Dataset entries:
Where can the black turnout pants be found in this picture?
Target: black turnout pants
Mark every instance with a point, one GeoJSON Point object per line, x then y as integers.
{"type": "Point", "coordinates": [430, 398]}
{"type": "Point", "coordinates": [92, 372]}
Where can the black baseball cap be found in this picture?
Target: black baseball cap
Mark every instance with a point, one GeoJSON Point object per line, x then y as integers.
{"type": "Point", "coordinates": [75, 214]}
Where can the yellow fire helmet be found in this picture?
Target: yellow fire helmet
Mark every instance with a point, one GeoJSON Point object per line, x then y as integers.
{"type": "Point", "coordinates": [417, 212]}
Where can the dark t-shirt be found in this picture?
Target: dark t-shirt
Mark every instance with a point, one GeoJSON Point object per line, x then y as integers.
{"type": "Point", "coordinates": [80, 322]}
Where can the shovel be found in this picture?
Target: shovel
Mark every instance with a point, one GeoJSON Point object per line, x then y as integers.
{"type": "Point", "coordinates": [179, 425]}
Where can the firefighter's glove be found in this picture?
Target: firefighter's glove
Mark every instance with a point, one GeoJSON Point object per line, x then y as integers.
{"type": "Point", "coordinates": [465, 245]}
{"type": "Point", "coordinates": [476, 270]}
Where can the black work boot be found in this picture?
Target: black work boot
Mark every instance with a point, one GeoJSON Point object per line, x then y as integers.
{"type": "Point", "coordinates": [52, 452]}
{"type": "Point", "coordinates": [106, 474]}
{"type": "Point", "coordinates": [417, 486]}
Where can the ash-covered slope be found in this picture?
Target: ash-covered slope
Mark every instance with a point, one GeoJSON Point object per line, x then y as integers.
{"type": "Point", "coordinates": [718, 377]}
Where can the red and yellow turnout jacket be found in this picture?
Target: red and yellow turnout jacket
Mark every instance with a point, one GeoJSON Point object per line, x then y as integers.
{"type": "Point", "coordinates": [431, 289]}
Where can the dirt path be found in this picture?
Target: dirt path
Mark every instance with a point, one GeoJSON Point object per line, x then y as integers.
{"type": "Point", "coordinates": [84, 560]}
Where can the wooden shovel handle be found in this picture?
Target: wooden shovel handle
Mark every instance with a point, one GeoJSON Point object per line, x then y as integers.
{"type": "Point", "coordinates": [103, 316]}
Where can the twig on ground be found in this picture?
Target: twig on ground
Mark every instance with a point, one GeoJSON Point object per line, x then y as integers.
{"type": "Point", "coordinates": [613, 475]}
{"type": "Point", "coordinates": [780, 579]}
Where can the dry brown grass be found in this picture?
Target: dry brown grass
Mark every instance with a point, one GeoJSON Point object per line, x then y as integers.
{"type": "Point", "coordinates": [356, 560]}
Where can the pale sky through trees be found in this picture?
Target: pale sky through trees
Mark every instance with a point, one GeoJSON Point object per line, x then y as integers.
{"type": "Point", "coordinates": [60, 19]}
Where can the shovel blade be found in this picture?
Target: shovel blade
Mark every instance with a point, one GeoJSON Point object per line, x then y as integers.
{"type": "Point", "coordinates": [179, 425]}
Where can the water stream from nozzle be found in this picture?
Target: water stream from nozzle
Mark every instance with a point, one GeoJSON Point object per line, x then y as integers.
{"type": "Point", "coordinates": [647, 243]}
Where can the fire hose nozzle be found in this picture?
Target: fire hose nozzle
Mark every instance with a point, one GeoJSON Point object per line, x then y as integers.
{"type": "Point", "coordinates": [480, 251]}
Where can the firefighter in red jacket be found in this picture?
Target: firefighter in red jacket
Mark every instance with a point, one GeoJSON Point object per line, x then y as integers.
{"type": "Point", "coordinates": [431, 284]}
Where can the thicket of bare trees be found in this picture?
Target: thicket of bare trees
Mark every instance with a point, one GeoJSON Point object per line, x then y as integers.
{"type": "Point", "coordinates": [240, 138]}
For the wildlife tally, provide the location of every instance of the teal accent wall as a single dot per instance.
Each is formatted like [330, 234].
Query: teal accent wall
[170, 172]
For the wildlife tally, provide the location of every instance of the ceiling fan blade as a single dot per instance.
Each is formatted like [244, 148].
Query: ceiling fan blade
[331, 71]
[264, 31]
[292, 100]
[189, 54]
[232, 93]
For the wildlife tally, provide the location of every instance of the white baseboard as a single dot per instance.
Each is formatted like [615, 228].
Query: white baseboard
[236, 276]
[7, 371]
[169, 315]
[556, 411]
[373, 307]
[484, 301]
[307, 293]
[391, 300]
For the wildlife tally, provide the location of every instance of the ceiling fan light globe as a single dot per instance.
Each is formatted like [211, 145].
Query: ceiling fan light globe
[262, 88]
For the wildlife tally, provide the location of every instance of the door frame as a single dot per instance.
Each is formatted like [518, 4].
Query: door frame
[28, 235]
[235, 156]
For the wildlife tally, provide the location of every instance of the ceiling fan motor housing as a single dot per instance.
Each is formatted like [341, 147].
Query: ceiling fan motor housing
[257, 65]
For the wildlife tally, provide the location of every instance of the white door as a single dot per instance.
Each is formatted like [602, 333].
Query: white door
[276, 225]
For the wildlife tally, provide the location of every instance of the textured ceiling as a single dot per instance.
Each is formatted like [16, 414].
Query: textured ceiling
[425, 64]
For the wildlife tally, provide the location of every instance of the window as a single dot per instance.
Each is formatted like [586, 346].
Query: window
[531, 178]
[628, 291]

DIRECTION:
Repeat, exactly and only, the lines above from the one containing "door as a single dot per instance." through the end of the material.

CORRECT RESPONSE:
For the wildlife tally, provide the location of every instance of the white door as a single dot per instance.
Each is formatted like [602, 333].
Query: white door
[276, 225]
For the wildlife tally, provide the location of every instance of the textured ceiling as a single dot per instance.
Each is formatted like [16, 414].
Query: textured ceiling
[425, 64]
For the wildlife tally, provide the location of every instance of the window as a single dot per instance.
Each is formatted like [586, 346].
Query: window
[531, 178]
[628, 291]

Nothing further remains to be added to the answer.